The grocery store was only a mile away and we figured it was faster for her to run there and buy a disposable pan rather than wait for Rick to run ours over to the house since we're about a half hour away, not to mention Annalee's apple pie was still cooking and she was stuffing mushrooms. We got there as early as possible, anyway, to help her vacuum, set the tables, and finish preparing the meal. Chris was parked at the counter, busily cutting up vegetables. Since they don't have many pots and pans yet, Erica had a precise order she was following. She had a grid posted on the fridge showing the order things needed to be cooked and for how long. She was doing a good job of keeping everything under control despite the turkey neck incident and the run to the emergency room. 

By the time the rest of the guests showed up the house was in order, Erica and Chris had both managed to grab a shower, and the food was warming on the serving trays. And it was all absolutely delicious. As we were leaving, though, Erica gave me the turkey carcass and said take it, no way am I making soup out of this stupid bird.

I made a delicious turkey soup yesterday, which we just finished up for lunch today. And you know turkey soup is best made with dumplings. For 30 years I've made the butter dumplings recipe from the Joy of Cooking. If I tried to serve chicken or turkey soup without them I'd have a revolt on my hands.

════════════════

**Task instructions**.
1. List every person named in the turkey dinner text.
2. In the turkey dinner text, which recipe has the writer made for 30 years?
3. Continue the turkey dinner text from where it stops.

════════════════

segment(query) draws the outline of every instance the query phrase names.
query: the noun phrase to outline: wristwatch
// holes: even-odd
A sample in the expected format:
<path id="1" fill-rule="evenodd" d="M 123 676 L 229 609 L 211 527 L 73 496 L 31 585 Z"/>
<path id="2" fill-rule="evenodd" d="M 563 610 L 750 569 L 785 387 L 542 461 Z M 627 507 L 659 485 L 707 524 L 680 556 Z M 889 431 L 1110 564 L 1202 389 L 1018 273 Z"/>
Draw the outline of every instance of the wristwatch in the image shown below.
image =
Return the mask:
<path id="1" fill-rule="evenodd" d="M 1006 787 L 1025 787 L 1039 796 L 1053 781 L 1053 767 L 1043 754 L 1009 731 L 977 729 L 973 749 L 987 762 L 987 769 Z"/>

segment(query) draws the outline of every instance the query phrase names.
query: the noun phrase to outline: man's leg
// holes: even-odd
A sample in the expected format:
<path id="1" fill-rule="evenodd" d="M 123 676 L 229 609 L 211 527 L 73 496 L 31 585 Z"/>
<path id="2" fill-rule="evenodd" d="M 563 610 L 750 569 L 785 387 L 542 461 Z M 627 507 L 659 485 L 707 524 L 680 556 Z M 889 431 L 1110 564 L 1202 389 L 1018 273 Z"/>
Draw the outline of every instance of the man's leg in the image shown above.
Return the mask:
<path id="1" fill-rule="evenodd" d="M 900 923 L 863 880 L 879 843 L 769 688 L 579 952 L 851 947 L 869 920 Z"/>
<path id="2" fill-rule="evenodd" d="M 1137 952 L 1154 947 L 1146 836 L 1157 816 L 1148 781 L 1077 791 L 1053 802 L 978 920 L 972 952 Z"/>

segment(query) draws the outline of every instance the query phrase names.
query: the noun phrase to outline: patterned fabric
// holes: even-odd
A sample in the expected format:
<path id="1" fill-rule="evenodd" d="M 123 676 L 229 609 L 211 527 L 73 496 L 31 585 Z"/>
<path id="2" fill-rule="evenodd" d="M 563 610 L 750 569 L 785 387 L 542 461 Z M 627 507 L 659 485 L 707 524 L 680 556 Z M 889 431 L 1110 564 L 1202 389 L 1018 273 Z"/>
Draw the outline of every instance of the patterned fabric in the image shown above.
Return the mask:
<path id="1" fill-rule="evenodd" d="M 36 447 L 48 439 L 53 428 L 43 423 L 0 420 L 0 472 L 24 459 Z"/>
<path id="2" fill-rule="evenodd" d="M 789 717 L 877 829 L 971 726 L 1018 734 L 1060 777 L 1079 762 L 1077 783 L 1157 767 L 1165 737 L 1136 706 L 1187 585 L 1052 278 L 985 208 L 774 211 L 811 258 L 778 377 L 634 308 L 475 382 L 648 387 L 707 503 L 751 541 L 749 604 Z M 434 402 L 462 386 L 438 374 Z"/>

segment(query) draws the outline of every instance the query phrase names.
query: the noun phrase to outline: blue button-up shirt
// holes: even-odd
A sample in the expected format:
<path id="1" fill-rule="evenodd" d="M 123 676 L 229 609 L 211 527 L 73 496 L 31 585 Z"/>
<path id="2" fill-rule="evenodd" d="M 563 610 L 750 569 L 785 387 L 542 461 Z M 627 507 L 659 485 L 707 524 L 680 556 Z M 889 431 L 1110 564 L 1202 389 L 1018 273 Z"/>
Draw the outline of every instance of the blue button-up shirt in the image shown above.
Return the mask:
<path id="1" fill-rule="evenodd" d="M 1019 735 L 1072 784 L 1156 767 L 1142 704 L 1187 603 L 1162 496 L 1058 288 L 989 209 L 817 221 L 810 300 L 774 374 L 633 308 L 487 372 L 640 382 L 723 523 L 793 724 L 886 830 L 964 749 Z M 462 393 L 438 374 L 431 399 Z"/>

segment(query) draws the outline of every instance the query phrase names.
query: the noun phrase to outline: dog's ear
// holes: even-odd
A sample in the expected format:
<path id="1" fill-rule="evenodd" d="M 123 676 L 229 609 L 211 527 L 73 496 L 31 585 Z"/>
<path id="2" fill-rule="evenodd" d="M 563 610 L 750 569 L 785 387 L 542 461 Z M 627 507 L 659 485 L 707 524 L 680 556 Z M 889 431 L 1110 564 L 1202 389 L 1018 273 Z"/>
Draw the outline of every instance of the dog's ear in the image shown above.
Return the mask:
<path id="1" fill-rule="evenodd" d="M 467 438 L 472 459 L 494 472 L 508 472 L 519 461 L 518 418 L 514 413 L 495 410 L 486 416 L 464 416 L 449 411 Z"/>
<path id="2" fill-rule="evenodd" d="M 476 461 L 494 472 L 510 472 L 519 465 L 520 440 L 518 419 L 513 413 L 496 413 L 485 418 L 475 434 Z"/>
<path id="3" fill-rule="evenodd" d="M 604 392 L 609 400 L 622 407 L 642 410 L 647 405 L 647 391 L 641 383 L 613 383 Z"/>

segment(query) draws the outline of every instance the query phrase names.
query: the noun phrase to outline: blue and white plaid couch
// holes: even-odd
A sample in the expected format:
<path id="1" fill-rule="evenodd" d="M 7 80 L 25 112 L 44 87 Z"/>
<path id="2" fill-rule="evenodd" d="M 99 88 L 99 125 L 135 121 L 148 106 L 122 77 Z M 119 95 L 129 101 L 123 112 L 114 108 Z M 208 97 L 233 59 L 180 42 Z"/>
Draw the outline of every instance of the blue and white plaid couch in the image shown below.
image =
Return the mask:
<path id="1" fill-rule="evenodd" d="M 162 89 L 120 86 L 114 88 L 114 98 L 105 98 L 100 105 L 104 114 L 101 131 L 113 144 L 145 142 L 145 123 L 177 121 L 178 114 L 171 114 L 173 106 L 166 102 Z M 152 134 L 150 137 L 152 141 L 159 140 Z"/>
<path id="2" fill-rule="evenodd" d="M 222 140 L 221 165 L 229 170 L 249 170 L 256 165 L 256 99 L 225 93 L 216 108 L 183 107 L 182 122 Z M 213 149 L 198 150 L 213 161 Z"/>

════════════════

**Solved tasks**.
1. Rick, Annalee, Chris, Erica

2. The butter dumplings recipe from the Joy of Cooking.

3.
Turkey soup with butter dumplings

Butter dumplings
2 tablespoons butter, softened
2 eggs
6 tablespoons flour
pinch of salt

Mash the butter with a fork, add the eggs and mix together until creamy. Add the flour and mix well.
Add the batter by the spoonful to simmering soup, cover, and cook for 8 minutes.

I hope everyone's Thanksgiving turned out as well as ours in the end. Hopefully with less excitement, although in years to come this first Thanksgiving for Erica and Chris together will always be memorable.

Tuesday, November 8, 2011

14 Carrot Gold

Eating locally grown food helps in the fight against global warming. Rich Pirog of the Leopold Center for Sustainable Agriculture reports that the average fresh food item on our dinner table travels 1,500 miles to get there. Buying locally-produced food eliminates the need for all that fuel-guzzling transportation.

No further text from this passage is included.